====== Input data ======
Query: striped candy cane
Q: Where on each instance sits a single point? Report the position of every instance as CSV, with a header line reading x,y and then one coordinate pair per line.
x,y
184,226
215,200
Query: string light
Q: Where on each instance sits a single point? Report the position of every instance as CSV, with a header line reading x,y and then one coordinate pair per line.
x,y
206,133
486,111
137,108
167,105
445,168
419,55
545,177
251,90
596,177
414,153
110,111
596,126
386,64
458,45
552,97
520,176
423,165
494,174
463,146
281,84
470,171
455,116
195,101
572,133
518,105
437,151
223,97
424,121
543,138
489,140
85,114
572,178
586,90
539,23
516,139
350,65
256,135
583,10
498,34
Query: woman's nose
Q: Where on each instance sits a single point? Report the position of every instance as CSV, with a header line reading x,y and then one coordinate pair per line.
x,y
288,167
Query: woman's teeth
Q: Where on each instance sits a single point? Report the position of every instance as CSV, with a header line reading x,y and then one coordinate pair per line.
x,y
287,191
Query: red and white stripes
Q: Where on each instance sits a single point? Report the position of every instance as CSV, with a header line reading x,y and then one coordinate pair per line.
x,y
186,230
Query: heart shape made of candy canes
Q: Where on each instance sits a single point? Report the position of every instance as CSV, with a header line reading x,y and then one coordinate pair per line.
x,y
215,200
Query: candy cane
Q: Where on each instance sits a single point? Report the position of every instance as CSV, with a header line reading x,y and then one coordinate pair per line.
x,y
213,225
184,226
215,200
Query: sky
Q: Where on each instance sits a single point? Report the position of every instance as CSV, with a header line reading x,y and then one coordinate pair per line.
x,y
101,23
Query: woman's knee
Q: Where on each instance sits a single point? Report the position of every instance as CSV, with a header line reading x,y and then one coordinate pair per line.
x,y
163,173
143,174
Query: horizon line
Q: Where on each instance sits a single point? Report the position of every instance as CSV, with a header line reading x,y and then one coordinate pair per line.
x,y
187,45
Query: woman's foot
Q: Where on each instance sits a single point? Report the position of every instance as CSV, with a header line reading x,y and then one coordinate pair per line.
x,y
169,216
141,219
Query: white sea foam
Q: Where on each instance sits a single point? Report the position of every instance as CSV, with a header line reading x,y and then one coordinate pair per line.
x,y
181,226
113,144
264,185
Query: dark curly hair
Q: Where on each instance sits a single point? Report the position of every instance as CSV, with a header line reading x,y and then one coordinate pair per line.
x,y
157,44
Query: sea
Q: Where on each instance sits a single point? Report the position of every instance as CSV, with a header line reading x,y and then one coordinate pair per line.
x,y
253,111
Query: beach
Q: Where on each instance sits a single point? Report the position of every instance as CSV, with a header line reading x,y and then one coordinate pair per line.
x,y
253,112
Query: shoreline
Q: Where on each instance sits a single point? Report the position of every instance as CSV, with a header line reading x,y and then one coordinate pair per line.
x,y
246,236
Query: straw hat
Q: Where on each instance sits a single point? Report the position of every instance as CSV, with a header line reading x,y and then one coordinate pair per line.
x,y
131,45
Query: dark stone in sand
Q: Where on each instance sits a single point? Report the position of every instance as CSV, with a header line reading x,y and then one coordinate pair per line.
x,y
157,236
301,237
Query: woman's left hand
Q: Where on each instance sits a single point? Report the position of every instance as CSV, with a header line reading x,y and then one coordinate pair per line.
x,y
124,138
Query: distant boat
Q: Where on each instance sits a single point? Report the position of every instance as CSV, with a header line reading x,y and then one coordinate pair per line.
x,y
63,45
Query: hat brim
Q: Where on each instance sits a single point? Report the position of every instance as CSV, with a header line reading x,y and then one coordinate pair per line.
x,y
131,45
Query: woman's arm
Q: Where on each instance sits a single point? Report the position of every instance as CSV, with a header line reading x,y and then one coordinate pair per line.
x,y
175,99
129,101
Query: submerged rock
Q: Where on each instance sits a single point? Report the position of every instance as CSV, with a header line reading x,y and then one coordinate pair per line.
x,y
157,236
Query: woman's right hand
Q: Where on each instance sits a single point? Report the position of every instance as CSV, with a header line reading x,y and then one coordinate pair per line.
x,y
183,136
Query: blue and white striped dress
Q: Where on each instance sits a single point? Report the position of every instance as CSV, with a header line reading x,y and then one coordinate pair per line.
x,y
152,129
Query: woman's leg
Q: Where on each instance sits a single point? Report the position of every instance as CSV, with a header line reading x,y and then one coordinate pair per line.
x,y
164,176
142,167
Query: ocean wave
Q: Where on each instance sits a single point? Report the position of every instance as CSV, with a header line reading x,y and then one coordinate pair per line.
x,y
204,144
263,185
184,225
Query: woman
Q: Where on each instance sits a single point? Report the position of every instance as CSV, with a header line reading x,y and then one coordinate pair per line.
======
> _Prompt_: Please copy the data in full, character for character.

> _Reply to the exercise_:
Query: striped candy cane
Q: Where on each instance sits a single point? Report the position of every instance as CSV, with a header line reading x,y and then one coordinate pair per line.
x,y
184,226
215,200
Query: string light
Q: Where on each instance sits a single point? Report the position of every instance as CSV, with a header line reading x,y and then one coordinate pair per line.
x,y
206,133
486,111
137,108
167,105
445,168
419,55
545,177
251,90
596,177
414,153
110,111
596,126
386,64
458,45
552,97
520,176
423,165
494,174
463,146
281,84
470,171
455,116
195,101
572,133
518,105
437,151
223,97
424,121
543,138
489,140
85,114
572,178
586,90
539,23
516,139
350,65
256,135
583,10
498,34
Query: woman's nose
Q: Where on each instance sits a single point? Report the position of every instance as CSV, with a header line reading x,y and then one coordinate pair per line.
x,y
288,167
Query: woman's teeth
Q: Where on each instance sits a single point? Report the position of every instance as CSV, with a header line reading x,y and then one coordinate pair per line.
x,y
287,191
Query: red and white stripes
Q: Where on each instance sits a single point? Report the position of every instance as CSV, with a header line reading x,y and then one coordinate pair per line.
x,y
186,230
Query: heart shape made of candy canes
Q: Where on each instance sits a single point? Report the position of every instance as CSV, with a header line reading x,y and then one coordinate pair per line.
x,y
215,200
Query: candy cane
Q: Where on each instance sits a single point? Report the position of every instance as CSV, with a header line reading x,y and then one coordinate pair per line.
x,y
213,225
184,226
215,200
Query: sky
Q: Where on each instance sits a single point? Report the position of every instance as CSV, with a header line reading x,y and then one coordinate pair per line.
x,y
101,23
Query: woman's knee
Q: Where on each instance sits a single point? Report the position of every instance as CSV, with a header line reading x,y and then one coordinate pair per line.
x,y
163,173
143,174
Query: horizon line
Q: Where on each instance sits a single point? Report the position of every instance as CSV, with a header line reading x,y and then one coordinate pair per line.
x,y
187,45
Query: woman's foot
Q: Where on each instance sits a single point? Report the position of every instance as CSV, with a header line reading x,y and then one coordinate pair per line.
x,y
169,216
141,219
Query: white sea foam
Q: Where on each instance sits a single point? Report the position of every instance as CSV, with a header line reading x,y and then one coordinate pair per line.
x,y
181,226
113,144
264,185
Query: dark curly hair
Q: Where on each instance sits a single point? Report the position of every instance as CSV, with a header line reading x,y and then one coordinate pair per line.
x,y
157,44
Query: sea
Q: Where on each instance sits a single point? Report the position of every instance as CSV, with a header line reading x,y and then one coordinate pair per line.
x,y
253,111
Query: beach
Q: Where on each instance sits a single point? Report the position of every instance as CSV, with a header line reading x,y and then one coordinate pair per line.
x,y
253,112
Query: shoreline
Q: Where on each instance sits a single point? Report the position of every instance as CSV, with a header line reading x,y and then one coordinate pair per line.
x,y
246,236
Query: straw hat
Q: Where on each instance sits a single point? Report the position of every instance as CSV, with a header line reading x,y and then one coordinate pair per line.
x,y
131,45
Query: dark stone in sand
Q: Where on each instance sits a single point? Report the position of every instance as CSV, with a header line reading x,y and then one coordinate pair per line.
x,y
157,236
301,237
Query: woman's left hand
Q: Where on each instance sits a single point? Report the position of every instance as CSV, with a header line reading x,y and then one coordinate pair per line.
x,y
124,138
Query: distant boat
Q: Where on each instance sits a single point? Report the position of every instance as CSV, with a header line reading x,y and then one coordinate pair per line.
x,y
63,45
Query: hat brim
Q: Where on each instance sits a single point? Report the position of every instance as CSV, with a header line reading x,y and then one coordinate pair per line.
x,y
131,45
Query: woman's arm
Q: Where on each instance sits a single point? Report the position of every instance as CSV, with a header line reading x,y and then one coordinate pair per line.
x,y
175,99
129,101
Query: submerged rock
Q: Where on each instance sits a single point? Report the position of every instance as CSV, with a header line reading x,y and then one coordinate pair per line.
x,y
157,236
Query: woman's right hand
Q: Where on each instance sits a single point? Report the position of every instance as CSV, with a header line reading x,y and then one coordinate pair per line.
x,y
183,136
Query: blue and white striped dress
Q: Where on each instance sits a single point? Report the position of every instance as CSV, with a header line reading x,y and then one coordinate pair per line.
x,y
152,129
Query: woman's leg
Q: Where on each instance sits a single point? Report the position of every instance as CSV, with a header line reading x,y and then one coordinate pair per line.
x,y
164,176
142,167
Query: ocean wave
Q: Where on each instance sits a single point? Report the position of every instance as CSV, with a header line reading x,y and then one coordinate pair per line.
x,y
204,144
263,185
184,225
Query: woman
Q: Where on each instance sits a single point? Report the position of every instance as CSV, with a header line reading x,y and then one coordinate pair per line.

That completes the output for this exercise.